What to work on:
1. In the family history extract on James Wilson White and Agnes Renfrew, in what year did Civil Registration begin in Scotland?
2. From the family history extract on James Wilson White and Agnes Renfrew, copy word for word the part that opens with the words containing "This was the" and closes with "24, 1838 [W3].".

Page extract:
+++++
1.3.3 James Wilson White and Agnes Renfrew

In Scotland, Civil Registration did not begin until 1855. Before this date the Parish Registers of Marriage recorded the proclamation of Banns. The marriage itself was not specifically recorded – one assumes it did actually take place! If the prospective bride and groom came from different parishes, the Banns were often published in the Registers of both parishes.

This was the case for James and Agnes. Their Banns were proclaimed at Bothwell, Lanark on May 13, 1838 and at Colinton, Midlothian on June 1, 1838 – quite a distance from Paisley, where the baptism of their first child, Agnes Lock White, was registered on May 24, 1838 [W3].
+++++
[Saved data entries]
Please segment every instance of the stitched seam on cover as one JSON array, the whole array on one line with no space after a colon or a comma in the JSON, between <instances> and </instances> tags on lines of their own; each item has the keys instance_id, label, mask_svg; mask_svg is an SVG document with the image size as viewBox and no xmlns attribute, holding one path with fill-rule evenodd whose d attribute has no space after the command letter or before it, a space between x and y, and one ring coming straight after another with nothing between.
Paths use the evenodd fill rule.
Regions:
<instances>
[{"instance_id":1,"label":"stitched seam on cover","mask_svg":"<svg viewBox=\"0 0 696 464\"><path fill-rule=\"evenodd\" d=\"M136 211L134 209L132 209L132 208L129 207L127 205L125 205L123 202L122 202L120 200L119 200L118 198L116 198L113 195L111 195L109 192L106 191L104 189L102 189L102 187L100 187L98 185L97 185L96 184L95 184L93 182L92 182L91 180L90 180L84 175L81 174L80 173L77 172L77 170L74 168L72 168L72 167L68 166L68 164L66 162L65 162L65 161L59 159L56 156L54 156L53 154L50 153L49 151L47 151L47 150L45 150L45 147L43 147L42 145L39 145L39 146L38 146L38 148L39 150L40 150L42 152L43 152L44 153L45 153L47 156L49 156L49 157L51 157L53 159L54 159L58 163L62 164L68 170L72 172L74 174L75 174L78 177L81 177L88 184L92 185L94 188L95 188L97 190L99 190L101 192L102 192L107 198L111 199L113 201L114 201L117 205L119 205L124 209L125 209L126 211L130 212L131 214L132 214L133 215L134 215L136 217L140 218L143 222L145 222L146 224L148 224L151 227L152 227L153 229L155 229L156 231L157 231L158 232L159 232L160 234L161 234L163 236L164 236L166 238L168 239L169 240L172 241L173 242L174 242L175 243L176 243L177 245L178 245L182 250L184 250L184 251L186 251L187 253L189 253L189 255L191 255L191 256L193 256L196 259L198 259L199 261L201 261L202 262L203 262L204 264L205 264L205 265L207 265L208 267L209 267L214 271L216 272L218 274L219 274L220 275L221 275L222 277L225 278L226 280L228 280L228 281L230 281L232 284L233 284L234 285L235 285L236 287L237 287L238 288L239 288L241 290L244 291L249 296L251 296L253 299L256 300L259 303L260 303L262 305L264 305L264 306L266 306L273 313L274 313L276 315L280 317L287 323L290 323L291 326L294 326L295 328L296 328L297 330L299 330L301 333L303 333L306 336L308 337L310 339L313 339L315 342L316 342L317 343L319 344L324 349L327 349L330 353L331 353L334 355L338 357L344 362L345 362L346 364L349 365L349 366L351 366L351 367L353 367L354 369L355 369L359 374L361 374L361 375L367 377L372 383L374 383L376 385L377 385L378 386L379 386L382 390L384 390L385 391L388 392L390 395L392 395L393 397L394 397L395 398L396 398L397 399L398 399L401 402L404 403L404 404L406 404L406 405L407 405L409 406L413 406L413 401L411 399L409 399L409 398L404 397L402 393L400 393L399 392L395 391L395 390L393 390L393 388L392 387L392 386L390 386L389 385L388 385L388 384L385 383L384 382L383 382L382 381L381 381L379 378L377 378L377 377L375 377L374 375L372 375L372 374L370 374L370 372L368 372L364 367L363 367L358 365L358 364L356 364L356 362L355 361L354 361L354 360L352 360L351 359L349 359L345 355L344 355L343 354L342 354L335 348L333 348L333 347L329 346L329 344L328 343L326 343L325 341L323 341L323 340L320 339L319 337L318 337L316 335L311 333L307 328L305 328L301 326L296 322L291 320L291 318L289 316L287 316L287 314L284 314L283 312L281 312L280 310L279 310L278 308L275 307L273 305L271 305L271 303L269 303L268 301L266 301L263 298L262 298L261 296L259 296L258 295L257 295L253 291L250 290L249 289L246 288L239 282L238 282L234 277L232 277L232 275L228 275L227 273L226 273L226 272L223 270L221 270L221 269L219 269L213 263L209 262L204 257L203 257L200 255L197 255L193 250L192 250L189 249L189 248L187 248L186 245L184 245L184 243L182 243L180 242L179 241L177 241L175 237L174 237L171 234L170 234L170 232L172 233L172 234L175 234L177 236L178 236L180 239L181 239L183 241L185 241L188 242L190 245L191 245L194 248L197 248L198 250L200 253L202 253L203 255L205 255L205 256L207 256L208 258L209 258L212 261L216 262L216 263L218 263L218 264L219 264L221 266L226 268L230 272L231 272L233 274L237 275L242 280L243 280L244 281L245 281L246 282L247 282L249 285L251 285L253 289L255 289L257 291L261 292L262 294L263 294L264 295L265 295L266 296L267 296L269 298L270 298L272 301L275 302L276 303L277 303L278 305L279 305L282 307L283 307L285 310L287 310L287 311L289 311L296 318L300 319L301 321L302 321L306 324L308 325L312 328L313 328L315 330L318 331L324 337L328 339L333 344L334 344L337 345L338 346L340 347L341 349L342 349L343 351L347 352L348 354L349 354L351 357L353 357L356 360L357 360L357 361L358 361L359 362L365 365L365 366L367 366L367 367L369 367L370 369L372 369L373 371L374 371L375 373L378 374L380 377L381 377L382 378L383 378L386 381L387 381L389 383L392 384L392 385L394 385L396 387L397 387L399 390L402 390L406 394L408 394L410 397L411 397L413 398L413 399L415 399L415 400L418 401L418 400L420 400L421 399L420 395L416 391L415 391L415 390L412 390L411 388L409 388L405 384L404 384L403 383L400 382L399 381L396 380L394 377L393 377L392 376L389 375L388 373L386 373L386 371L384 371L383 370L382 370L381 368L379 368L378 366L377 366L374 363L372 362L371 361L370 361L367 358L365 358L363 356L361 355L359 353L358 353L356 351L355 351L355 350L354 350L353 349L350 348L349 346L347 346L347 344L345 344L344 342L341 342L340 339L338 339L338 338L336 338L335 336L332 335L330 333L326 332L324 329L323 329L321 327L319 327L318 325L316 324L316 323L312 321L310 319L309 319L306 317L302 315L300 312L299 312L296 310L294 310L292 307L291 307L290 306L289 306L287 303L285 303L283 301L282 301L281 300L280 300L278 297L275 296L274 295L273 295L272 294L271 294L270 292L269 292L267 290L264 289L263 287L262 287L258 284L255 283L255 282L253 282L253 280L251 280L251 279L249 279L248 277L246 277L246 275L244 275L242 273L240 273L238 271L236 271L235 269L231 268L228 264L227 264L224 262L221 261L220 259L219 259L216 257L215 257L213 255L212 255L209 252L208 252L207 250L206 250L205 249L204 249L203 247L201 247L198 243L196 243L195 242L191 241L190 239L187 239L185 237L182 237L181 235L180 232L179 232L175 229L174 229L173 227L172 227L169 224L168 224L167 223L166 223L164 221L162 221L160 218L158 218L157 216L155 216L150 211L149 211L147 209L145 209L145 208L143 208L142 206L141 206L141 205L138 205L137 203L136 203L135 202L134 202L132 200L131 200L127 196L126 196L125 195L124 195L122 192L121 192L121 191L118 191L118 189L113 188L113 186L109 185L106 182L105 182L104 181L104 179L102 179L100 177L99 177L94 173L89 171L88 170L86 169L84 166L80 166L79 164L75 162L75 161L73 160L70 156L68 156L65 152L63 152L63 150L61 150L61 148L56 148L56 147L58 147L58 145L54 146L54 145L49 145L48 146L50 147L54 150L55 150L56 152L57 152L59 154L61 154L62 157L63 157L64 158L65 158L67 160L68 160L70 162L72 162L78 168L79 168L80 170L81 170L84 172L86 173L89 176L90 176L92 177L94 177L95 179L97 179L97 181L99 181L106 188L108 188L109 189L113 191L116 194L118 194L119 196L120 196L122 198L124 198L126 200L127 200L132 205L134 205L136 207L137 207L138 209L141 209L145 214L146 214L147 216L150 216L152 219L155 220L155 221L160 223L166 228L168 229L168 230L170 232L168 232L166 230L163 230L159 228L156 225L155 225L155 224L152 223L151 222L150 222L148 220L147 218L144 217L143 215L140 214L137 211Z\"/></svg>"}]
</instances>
+++++
List of answers:
1. 1855

2.
This was the case for James and Agnes. Their Banns were proclaimed at Bothwell, Lanark on May 13, 1838 and at Colinton, Midlothian on June 1, 1838 – quite a distance from Paisley, where the baptism of their first child, Agnes Lock White, was registered on May 24, 1838 [W3].